*** Begin section ***

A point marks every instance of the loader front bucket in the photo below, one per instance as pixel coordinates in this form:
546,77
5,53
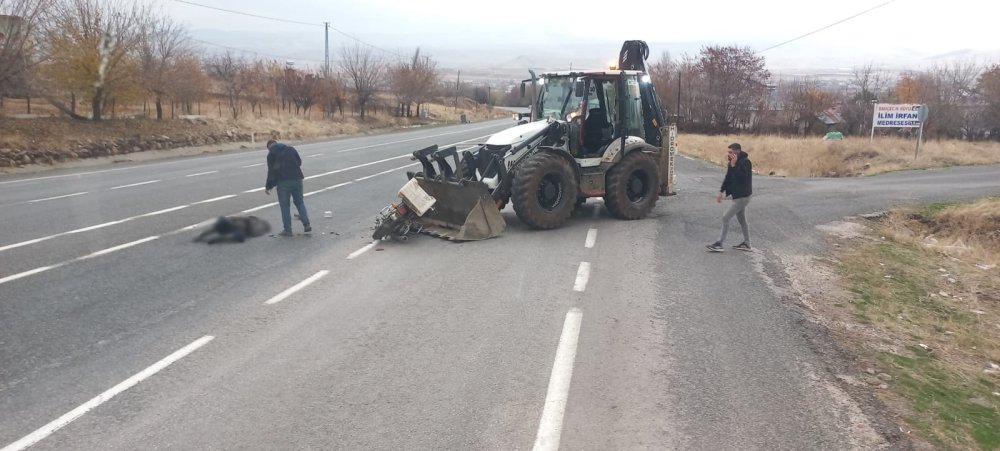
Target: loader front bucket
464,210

*** End section ***
*** Begin section ***

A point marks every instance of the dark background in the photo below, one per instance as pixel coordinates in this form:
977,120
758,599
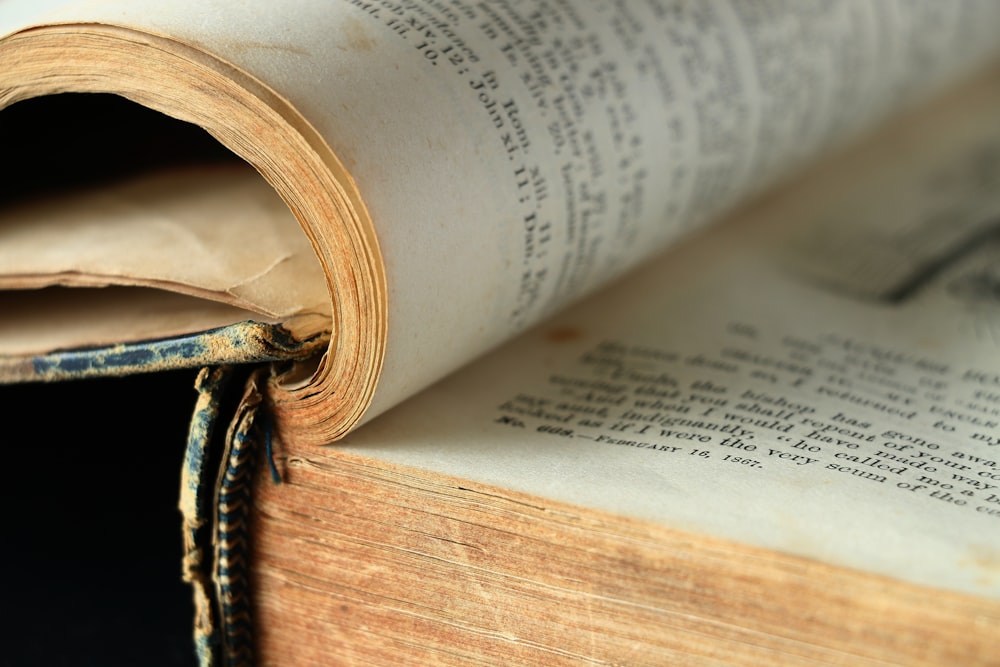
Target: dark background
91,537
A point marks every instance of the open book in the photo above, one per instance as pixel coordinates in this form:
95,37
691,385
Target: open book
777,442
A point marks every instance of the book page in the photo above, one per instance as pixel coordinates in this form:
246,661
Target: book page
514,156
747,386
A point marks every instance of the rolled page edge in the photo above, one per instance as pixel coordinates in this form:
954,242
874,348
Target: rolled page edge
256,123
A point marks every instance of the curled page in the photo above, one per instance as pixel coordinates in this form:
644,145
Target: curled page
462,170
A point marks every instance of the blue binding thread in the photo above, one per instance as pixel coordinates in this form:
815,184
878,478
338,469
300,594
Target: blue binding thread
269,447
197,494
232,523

*** End section ***
*** Begin section ***

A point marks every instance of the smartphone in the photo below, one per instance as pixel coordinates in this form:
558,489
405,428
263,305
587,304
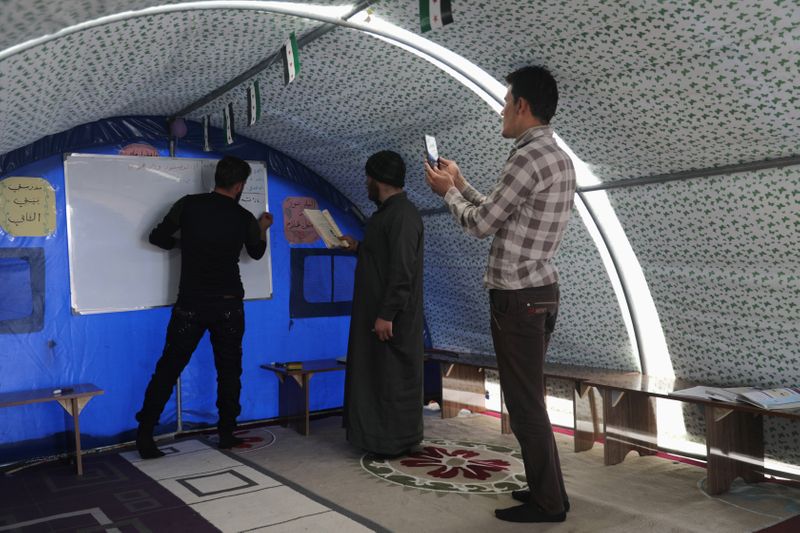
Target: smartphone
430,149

*** End section ***

## What this task involves
Where does "below" occur in the data? Copy each line that has it.

## Reply
A point marks every instance of the loader front bucket in the photo below, one per instance as pixel coordinates in this form:
A point marks every instance of the dark background in the photo below, one per instance as pixel coordinates in this form:
A point marks every instance of the smartphone in the photo below, one per instance as pixel coordinates in this form:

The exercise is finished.